▸ **Written instruction**
Can you copy out the items below, unchanged, from the line containing "--target fan-shaped leaf" through the line containing "[[[13,169],[87,168],[71,121],[67,94],[2,108],[0,138]]]", both of those lines included?

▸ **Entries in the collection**
──────────────────────────────
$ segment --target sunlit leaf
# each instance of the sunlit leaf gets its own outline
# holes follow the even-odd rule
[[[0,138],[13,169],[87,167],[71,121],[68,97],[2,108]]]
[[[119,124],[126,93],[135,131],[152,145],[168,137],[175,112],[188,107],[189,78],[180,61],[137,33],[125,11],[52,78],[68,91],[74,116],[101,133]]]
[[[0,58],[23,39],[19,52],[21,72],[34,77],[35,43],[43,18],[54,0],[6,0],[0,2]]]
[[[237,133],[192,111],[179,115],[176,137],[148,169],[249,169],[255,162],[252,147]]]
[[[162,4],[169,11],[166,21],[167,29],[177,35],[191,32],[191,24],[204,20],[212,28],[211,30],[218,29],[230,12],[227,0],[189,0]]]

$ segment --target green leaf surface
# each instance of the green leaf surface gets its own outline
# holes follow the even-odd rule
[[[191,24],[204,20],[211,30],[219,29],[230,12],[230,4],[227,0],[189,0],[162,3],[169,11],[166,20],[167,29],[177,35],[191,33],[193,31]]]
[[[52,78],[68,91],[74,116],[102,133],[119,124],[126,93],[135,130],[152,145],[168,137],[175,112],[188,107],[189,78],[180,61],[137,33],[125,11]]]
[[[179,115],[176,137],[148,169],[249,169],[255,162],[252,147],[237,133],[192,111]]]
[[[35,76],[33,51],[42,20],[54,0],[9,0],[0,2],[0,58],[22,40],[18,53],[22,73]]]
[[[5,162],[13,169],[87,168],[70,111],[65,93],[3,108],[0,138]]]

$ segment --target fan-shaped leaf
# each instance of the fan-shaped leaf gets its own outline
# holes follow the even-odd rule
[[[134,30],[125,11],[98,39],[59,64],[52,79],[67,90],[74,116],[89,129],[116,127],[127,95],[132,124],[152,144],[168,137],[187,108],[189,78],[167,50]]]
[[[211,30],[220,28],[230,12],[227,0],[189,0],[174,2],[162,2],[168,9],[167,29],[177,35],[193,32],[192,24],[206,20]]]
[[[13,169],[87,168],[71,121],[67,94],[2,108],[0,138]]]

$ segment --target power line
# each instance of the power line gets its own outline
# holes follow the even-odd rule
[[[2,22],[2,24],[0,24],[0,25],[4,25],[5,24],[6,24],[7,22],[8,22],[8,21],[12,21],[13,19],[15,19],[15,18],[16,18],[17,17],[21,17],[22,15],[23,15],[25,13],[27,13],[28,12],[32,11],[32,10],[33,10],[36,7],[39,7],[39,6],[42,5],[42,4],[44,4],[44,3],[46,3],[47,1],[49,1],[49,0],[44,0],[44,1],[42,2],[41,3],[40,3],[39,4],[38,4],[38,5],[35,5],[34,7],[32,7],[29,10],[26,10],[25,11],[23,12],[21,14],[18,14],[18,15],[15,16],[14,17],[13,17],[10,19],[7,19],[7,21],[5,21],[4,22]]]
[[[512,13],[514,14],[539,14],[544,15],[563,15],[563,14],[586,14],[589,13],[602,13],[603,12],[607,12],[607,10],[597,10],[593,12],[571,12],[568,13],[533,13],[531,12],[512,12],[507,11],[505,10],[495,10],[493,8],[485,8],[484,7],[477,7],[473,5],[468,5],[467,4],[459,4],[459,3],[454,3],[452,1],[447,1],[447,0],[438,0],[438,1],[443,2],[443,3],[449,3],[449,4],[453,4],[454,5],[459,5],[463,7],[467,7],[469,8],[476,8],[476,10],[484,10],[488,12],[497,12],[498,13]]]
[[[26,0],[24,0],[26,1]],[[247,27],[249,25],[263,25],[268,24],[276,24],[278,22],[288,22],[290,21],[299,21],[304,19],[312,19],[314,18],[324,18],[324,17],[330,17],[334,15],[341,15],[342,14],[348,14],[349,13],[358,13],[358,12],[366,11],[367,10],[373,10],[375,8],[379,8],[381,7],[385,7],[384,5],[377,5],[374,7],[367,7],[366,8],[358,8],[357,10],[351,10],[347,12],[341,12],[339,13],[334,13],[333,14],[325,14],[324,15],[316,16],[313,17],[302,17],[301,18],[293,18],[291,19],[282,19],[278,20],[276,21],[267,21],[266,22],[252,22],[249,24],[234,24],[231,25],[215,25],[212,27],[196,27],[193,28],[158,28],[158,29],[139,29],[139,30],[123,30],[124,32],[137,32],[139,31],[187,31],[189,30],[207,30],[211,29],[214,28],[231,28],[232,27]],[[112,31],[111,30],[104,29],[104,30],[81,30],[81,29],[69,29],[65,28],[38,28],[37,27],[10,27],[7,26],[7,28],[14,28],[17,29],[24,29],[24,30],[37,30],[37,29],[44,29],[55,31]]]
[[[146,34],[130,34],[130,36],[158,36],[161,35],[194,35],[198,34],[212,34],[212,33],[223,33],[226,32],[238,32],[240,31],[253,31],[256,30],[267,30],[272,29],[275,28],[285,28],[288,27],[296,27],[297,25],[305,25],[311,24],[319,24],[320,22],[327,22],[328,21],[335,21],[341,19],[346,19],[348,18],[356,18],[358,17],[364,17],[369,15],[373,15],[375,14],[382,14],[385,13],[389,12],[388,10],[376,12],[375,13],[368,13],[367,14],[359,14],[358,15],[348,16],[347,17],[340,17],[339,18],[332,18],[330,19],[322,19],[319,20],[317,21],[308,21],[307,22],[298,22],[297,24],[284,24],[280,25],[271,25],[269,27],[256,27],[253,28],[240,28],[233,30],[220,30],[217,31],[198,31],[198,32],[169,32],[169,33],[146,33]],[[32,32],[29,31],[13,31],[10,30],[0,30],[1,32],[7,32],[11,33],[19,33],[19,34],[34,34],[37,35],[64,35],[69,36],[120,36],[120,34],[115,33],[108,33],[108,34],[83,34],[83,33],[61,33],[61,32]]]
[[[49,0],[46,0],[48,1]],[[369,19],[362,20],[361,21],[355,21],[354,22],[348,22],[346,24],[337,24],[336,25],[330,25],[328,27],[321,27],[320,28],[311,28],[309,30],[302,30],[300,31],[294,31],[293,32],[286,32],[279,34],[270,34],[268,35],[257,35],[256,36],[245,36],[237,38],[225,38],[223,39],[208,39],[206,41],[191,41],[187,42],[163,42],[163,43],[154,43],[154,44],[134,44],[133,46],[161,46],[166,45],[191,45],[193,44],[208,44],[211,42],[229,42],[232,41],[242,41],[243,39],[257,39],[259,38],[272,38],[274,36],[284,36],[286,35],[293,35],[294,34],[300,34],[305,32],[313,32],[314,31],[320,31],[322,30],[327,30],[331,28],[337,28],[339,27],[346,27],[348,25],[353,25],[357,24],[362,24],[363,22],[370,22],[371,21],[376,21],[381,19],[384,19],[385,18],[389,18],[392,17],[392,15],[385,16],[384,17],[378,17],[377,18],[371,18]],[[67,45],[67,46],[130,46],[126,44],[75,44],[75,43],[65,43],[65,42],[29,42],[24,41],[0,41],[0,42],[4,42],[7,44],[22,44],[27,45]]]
──────────────────────────────
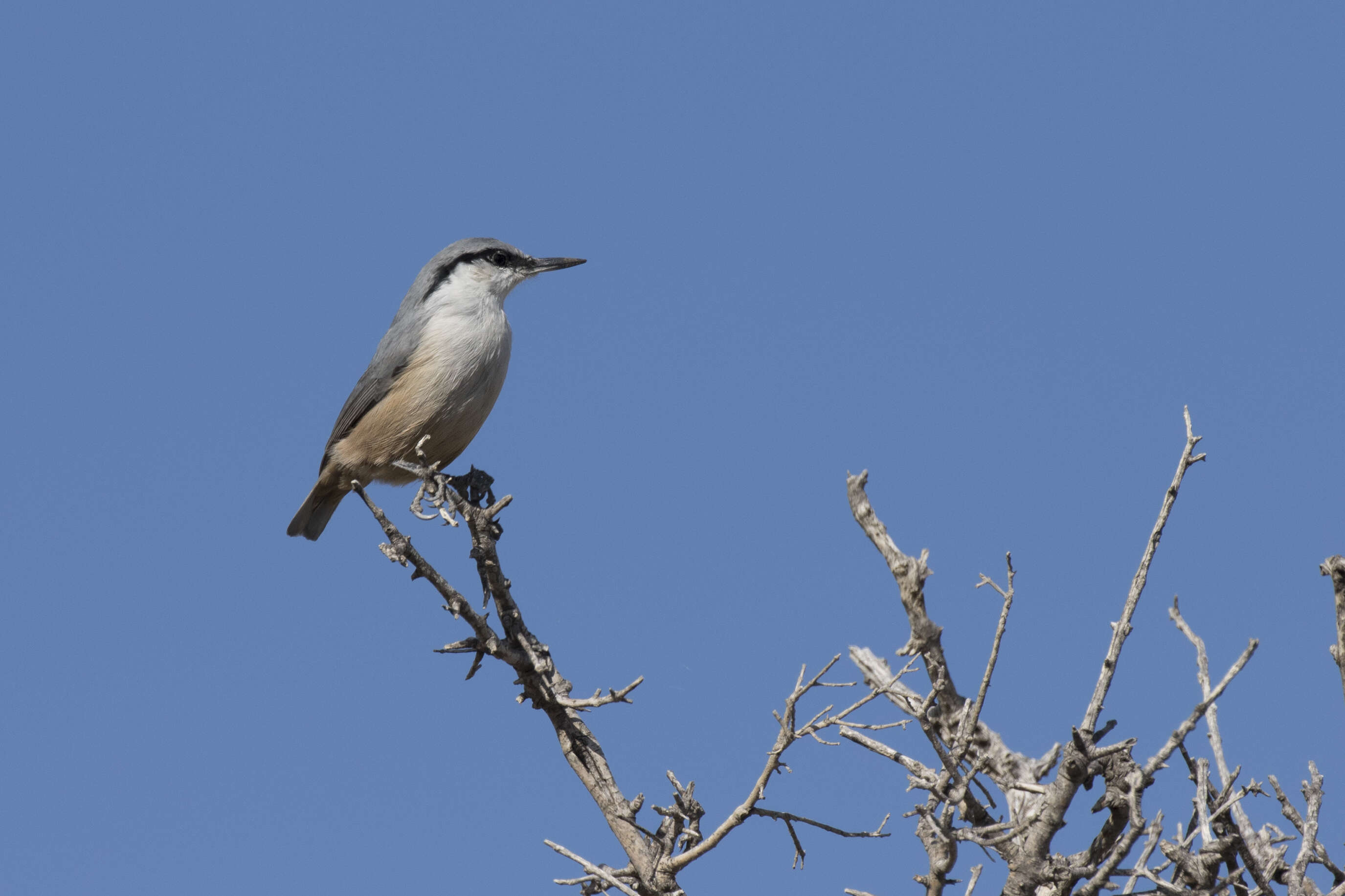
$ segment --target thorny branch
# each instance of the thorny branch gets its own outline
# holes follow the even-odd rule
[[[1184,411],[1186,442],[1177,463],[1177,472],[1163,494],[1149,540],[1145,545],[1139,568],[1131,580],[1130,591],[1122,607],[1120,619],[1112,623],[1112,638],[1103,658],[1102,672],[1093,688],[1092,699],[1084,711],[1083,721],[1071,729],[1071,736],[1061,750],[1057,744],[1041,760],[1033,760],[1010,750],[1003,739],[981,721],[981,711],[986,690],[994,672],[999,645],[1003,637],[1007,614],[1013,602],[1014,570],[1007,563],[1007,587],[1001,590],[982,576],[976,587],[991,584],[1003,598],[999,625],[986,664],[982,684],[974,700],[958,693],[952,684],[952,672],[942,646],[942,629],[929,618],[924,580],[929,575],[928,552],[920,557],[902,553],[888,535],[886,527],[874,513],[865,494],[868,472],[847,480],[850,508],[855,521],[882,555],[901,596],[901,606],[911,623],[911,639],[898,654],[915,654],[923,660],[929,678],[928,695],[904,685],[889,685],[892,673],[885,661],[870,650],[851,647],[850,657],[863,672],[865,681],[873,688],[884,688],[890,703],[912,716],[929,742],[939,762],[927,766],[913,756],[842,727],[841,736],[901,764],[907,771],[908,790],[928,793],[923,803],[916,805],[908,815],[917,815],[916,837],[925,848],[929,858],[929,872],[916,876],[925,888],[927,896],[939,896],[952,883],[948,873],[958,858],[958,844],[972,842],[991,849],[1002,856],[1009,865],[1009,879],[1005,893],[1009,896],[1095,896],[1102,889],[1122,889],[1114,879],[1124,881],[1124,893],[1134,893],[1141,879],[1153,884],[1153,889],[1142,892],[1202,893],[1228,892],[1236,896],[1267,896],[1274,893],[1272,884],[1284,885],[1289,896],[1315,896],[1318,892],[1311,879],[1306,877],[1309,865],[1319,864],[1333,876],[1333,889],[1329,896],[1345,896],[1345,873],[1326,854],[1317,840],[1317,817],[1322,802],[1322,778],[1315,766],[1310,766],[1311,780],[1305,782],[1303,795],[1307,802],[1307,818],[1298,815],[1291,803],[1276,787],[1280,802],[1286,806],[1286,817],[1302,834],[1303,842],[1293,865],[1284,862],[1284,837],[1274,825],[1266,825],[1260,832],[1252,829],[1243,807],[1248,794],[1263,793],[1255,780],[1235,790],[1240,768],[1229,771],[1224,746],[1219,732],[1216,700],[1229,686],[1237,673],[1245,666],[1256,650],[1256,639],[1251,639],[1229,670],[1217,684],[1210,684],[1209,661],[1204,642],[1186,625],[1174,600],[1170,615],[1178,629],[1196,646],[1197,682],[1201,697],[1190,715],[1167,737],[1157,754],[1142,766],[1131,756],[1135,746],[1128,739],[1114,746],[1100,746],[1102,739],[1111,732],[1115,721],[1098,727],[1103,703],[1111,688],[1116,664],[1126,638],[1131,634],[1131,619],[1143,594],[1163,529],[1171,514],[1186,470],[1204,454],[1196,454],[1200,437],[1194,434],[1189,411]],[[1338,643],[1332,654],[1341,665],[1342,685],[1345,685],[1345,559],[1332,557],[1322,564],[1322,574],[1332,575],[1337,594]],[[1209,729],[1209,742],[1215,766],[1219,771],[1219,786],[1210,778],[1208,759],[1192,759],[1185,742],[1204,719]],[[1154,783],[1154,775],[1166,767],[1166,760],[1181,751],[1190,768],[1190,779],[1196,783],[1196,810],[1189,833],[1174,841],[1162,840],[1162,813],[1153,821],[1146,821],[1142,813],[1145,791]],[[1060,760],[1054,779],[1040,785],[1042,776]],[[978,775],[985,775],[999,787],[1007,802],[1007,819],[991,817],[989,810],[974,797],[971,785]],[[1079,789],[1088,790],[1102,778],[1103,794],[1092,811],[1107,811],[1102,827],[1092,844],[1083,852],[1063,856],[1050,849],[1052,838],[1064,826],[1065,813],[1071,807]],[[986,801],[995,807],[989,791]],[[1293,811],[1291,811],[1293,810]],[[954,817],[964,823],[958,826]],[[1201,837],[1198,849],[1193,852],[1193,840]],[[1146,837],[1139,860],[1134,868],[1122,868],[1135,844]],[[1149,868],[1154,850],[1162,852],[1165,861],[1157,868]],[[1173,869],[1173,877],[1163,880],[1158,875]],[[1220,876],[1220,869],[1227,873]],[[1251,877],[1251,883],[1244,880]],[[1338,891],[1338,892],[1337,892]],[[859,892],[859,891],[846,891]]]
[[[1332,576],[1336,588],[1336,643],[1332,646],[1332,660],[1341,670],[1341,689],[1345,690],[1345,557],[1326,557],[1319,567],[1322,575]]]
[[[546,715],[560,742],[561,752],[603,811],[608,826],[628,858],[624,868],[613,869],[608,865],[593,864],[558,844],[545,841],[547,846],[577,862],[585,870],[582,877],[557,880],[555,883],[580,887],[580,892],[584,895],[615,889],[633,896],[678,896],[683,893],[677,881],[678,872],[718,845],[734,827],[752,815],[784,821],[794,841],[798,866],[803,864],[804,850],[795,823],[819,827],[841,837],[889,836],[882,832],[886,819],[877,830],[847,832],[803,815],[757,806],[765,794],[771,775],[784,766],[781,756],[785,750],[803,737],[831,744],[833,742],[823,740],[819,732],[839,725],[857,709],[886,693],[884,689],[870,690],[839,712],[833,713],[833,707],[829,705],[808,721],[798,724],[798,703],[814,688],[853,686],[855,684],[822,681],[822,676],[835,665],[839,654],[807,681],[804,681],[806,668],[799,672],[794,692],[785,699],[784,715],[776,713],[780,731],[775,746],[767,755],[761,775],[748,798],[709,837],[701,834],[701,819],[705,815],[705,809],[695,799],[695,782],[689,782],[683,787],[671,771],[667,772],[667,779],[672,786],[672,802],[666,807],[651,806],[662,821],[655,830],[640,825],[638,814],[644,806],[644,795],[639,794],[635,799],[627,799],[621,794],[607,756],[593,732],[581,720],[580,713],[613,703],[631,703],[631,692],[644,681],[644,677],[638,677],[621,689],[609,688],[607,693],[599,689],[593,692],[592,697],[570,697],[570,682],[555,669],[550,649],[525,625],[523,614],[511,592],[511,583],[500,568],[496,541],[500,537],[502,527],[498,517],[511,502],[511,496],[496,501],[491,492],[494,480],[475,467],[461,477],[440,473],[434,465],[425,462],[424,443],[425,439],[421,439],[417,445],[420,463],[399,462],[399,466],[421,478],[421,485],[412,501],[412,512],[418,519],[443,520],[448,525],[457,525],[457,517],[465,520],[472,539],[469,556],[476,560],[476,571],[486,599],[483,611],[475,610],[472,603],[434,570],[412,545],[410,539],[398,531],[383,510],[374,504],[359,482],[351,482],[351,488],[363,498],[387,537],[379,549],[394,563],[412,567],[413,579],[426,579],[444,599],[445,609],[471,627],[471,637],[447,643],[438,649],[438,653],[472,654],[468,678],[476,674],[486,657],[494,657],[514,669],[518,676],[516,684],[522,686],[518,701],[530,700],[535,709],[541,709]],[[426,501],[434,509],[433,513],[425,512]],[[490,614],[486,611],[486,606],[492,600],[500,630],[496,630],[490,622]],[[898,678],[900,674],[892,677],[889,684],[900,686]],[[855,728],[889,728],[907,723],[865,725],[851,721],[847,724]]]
──────────────────────────────
▸ **Answer to this task**
$ segment --target fan-shaped leaf
# each instance of the fan-shaped leaf gets its own outline
# holes follow the even-odd rule
[[[134,30],[125,11],[98,39],[59,64],[52,79],[67,90],[74,116],[89,129],[116,127],[127,95],[132,124],[152,144],[168,137],[187,108],[189,78],[167,50]]]
[[[211,30],[220,28],[230,12],[227,0],[189,0],[174,2],[162,2],[168,9],[167,29],[177,35],[193,32],[192,24],[206,20]]]
[[[13,169],[87,168],[71,121],[67,94],[2,108],[0,138]]]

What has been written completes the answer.